* What the exercise asks: Reproduce the entries that follow exactly. No picture should appear in the result.

* Exercise material:
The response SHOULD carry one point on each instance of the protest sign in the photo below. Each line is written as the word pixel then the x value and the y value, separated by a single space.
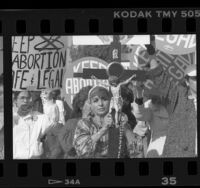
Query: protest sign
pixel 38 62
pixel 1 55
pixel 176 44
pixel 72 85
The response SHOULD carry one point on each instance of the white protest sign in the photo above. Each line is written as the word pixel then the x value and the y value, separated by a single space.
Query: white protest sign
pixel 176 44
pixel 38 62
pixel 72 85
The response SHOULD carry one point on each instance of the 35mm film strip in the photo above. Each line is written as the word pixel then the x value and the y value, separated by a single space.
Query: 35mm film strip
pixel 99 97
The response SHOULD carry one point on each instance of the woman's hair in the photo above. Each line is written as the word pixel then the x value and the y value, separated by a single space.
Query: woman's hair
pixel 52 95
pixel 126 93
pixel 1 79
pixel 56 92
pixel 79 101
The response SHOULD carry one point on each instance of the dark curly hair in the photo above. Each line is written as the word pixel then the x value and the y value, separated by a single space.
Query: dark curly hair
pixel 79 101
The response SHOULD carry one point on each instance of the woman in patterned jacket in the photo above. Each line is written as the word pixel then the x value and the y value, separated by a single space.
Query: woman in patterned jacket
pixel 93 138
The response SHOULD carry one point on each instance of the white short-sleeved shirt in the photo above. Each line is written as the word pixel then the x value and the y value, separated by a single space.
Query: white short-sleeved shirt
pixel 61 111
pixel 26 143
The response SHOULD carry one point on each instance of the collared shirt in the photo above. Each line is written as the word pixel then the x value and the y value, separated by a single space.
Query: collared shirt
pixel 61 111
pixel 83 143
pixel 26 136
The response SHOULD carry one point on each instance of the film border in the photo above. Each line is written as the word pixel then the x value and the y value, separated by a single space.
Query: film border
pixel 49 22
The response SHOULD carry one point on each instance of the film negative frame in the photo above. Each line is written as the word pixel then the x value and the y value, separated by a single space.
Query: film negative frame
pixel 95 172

* Problem solution:
The response SHOULD carry one point on each instance of the protest sign in the photo below. Each line is written as the word pixel then the x value and the y value, separated by a single space.
Query: protest sign
pixel 38 62
pixel 1 55
pixel 176 44
pixel 72 85
The response SHOULD carry one point on each instance of the white protest sign in the photo above. Each line is written as the word pixel then the x value and the y value, separated by a single space.
Query: white protest sign
pixel 176 44
pixel 38 62
pixel 72 85
The response SHOULD carry one point on each instance of the 35mm film strip in the photo above. Each line is written as the word pixel then the x value and the y value, separated by a single space.
Query: 35mm film strip
pixel 99 97
The response SHOULD carry one point on each instance of the woman's hair in the photo above. Each line is written as the word pixel then the x value and the y value, separated by a single space.
Query: woman's hair
pixel 52 95
pixel 126 93
pixel 1 79
pixel 56 92
pixel 79 101
The response SHOULD carry one point on each instance of the dark curly hair in the photo above. Each line is written as the word pixel then the x value and the y value, separated by a single space.
Query: dark curly hair
pixel 79 101
The response SHOULD carry one point on each instance of the woman in patterned jacket in the photo above. Each line is written as the word pixel then the x value and the y value, separated by a single space.
Query: woman in patterned jacket
pixel 93 138
The response SHOULD carry one point on each instance of the white short-sleeved shirt in the photo above. Each line is written as the word pixel then the x value and the y value, separated by a single space.
Query: white short-sleeved shirt
pixel 61 111
pixel 26 143
The response SHOULD carry one point on each instance of the collared shirt in the photo above. Each line is written as the word pixel then the x value and the y value, separated by a single space.
Query: collared shirt
pixel 61 111
pixel 83 143
pixel 26 136
The response SHOULD carry one point on each instance of the film border in the photo above. Each line is written as the word pixel then the x value and the y value, separated by a single space.
Query: film border
pixel 49 22
The response SHOULD carry one point on each instance of the film negative frame in the photo above. Each line is written as the word pixel then the x value and the y value, separated by a single space.
Query: film negative frame
pixel 95 172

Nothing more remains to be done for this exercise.